BEGIN Excerpted records

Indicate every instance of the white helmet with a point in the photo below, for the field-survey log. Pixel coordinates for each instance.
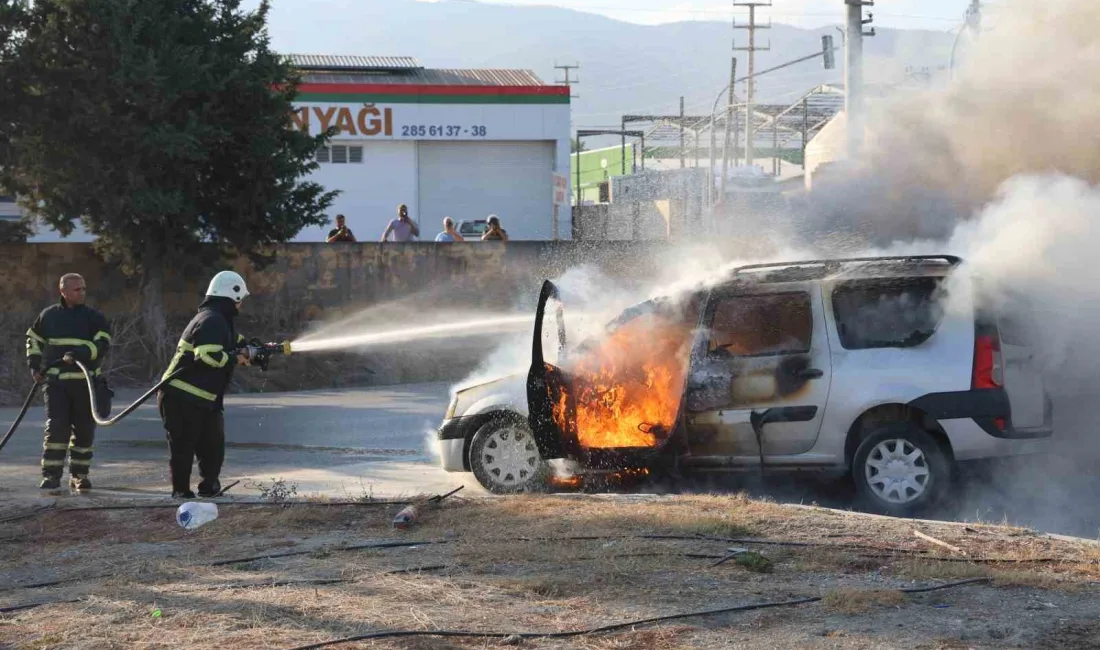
(228, 284)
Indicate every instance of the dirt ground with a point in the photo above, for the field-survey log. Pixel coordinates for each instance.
(134, 579)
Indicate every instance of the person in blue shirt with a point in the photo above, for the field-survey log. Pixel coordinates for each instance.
(449, 233)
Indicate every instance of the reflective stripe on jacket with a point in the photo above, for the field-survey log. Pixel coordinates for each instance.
(62, 329)
(206, 350)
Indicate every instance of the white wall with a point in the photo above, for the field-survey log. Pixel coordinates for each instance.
(371, 189)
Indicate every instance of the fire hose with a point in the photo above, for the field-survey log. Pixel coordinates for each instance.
(257, 353)
(19, 418)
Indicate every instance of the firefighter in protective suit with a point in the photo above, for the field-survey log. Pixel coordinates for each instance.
(64, 332)
(190, 405)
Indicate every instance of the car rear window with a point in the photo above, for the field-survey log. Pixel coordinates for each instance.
(887, 314)
(761, 324)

END Excerpted records

Copy the records from the line with "Indicate every instance of the firefighter" through the end of the records, substituting "side mirror" for "rear window" and leaving everything else unchanged.

Indicate every instance of the firefighter in protective suit with a point in the photo above, for the field-survey log. Pixel coordinates for each instance.
(64, 332)
(190, 405)
Indicate every instance of the car side mirror with a point in the photo above, for the field-survey log. Pixel coordinates for each instance.
(887, 314)
(761, 324)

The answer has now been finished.